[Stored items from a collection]
------

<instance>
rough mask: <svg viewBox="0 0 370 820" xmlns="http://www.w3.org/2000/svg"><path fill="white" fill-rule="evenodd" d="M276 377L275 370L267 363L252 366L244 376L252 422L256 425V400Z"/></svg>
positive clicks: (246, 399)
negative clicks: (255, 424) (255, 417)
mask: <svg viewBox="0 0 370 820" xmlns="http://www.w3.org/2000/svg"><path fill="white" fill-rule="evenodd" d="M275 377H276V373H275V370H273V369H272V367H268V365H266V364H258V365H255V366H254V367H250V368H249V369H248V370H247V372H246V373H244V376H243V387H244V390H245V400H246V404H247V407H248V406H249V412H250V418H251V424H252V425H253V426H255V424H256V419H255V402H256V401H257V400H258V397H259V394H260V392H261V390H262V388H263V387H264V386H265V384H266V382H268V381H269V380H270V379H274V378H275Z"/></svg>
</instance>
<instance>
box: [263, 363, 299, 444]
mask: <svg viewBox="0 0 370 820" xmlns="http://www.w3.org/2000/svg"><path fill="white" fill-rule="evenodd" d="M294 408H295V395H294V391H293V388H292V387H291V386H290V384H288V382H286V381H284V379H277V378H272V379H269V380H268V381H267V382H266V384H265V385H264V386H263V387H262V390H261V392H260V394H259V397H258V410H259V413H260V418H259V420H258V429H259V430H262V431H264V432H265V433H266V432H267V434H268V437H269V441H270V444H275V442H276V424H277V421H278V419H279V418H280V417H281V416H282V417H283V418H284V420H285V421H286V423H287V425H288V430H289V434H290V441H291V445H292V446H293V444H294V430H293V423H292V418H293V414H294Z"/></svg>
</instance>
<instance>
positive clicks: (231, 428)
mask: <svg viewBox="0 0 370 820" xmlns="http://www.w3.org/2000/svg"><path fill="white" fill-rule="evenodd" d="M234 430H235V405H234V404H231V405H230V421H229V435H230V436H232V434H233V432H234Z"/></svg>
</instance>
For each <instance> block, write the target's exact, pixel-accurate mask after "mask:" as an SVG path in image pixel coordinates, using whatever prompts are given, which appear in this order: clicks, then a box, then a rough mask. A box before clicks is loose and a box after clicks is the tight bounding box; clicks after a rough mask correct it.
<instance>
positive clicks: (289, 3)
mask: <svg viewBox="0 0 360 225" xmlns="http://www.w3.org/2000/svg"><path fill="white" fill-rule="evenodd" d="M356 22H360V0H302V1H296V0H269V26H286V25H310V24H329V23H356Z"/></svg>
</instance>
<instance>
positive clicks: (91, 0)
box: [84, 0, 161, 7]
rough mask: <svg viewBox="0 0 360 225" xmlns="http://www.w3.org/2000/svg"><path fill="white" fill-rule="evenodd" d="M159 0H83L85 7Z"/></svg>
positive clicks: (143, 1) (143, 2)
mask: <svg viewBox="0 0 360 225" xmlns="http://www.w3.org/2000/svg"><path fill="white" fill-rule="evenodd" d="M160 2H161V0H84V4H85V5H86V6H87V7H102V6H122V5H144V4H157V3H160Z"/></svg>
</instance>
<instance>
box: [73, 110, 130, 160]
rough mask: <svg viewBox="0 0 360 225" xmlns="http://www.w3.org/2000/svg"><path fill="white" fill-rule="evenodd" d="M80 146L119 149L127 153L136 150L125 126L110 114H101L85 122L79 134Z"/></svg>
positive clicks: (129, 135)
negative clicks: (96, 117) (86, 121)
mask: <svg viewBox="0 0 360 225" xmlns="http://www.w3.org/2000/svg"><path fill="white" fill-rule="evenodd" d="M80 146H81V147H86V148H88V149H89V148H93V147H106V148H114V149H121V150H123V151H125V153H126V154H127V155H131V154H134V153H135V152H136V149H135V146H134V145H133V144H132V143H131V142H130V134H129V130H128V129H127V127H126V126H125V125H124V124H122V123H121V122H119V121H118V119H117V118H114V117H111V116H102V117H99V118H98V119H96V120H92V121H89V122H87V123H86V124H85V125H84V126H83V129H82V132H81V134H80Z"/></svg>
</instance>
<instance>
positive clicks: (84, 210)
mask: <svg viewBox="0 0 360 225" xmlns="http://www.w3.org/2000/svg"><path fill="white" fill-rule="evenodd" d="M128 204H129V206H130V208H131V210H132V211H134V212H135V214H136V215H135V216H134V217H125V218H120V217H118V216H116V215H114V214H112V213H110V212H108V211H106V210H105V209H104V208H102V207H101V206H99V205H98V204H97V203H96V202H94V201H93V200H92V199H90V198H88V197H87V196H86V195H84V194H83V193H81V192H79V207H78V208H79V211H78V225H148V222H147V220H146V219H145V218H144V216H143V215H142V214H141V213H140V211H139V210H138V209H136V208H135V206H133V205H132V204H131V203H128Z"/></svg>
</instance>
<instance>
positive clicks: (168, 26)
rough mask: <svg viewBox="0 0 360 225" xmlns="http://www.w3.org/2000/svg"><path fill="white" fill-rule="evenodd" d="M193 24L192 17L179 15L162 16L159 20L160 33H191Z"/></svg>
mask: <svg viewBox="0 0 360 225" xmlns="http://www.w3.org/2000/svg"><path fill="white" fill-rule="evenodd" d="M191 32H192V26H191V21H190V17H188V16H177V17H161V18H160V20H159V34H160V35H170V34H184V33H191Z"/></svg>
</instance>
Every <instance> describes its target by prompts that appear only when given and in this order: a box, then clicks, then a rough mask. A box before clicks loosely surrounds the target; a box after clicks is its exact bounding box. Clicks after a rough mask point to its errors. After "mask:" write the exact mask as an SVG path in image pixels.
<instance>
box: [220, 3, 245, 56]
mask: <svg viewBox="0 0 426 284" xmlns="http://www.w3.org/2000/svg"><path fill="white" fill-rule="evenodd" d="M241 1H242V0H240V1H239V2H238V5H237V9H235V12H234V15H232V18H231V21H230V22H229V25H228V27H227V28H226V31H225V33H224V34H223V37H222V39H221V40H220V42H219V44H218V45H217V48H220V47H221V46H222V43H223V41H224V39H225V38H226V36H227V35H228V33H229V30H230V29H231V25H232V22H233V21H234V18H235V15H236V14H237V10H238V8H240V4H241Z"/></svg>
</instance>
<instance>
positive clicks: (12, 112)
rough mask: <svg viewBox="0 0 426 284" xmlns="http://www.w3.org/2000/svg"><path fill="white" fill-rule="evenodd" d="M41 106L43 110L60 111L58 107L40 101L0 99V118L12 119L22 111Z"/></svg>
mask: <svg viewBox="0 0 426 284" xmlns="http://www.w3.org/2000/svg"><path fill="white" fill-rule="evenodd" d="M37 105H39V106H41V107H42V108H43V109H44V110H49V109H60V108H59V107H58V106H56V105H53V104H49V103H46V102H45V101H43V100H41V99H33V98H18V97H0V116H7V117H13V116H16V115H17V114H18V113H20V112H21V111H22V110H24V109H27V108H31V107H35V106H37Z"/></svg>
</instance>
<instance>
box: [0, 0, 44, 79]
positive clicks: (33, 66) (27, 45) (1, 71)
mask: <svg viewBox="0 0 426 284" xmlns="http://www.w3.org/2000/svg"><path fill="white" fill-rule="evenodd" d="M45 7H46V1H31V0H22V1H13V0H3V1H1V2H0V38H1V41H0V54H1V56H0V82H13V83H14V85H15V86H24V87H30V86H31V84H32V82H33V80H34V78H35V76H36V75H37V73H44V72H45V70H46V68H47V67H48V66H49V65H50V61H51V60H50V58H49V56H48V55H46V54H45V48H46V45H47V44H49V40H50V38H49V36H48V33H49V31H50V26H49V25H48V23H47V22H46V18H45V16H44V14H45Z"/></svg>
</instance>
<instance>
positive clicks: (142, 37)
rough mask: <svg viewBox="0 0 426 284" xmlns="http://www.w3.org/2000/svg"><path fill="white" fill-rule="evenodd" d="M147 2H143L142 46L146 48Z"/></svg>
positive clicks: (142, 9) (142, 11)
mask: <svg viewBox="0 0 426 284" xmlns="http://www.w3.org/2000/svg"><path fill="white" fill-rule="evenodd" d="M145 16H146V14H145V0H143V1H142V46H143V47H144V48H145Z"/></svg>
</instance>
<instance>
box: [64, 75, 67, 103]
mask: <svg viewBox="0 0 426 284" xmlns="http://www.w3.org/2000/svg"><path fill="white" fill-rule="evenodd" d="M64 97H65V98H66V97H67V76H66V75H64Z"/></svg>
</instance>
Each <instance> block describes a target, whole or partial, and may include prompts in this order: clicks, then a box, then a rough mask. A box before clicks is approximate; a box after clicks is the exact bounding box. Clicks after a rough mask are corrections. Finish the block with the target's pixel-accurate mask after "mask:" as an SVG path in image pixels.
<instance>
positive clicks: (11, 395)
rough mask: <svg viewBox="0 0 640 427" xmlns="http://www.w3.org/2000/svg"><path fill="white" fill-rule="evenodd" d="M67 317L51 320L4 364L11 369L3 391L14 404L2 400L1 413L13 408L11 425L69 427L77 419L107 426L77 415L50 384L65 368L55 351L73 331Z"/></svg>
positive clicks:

------

▸ **Task details**
Your answer must consist solely of the lines above between the line holding "positive clicks: (289, 3)" and the line holding "positive clicks: (129, 135)", inclusive, copied exactly.

▸ **Your response**
positive clicks: (289, 3)
mask: <svg viewBox="0 0 360 225" xmlns="http://www.w3.org/2000/svg"><path fill="white" fill-rule="evenodd" d="M356 22H360V0H302V1H296V0H269V26H286V25H310V24H329V23H356Z"/></svg>
</instance>
<instance>
positive clicks: (91, 0)
box: [84, 0, 161, 7]
rough mask: <svg viewBox="0 0 360 225" xmlns="http://www.w3.org/2000/svg"><path fill="white" fill-rule="evenodd" d="M159 0H83L85 7Z"/></svg>
positive clicks: (143, 1) (143, 2)
mask: <svg viewBox="0 0 360 225" xmlns="http://www.w3.org/2000/svg"><path fill="white" fill-rule="evenodd" d="M160 2H161V0H84V4H85V5H86V6H87V7H102V6H122V5H144V4H157V3H160Z"/></svg>
</instance>
<instance>
box: [73, 110, 130, 160]
rough mask: <svg viewBox="0 0 360 225" xmlns="http://www.w3.org/2000/svg"><path fill="white" fill-rule="evenodd" d="M80 146L119 149L127 153L136 150L125 126L110 114H101L85 122L79 134Z"/></svg>
positive clicks: (129, 135)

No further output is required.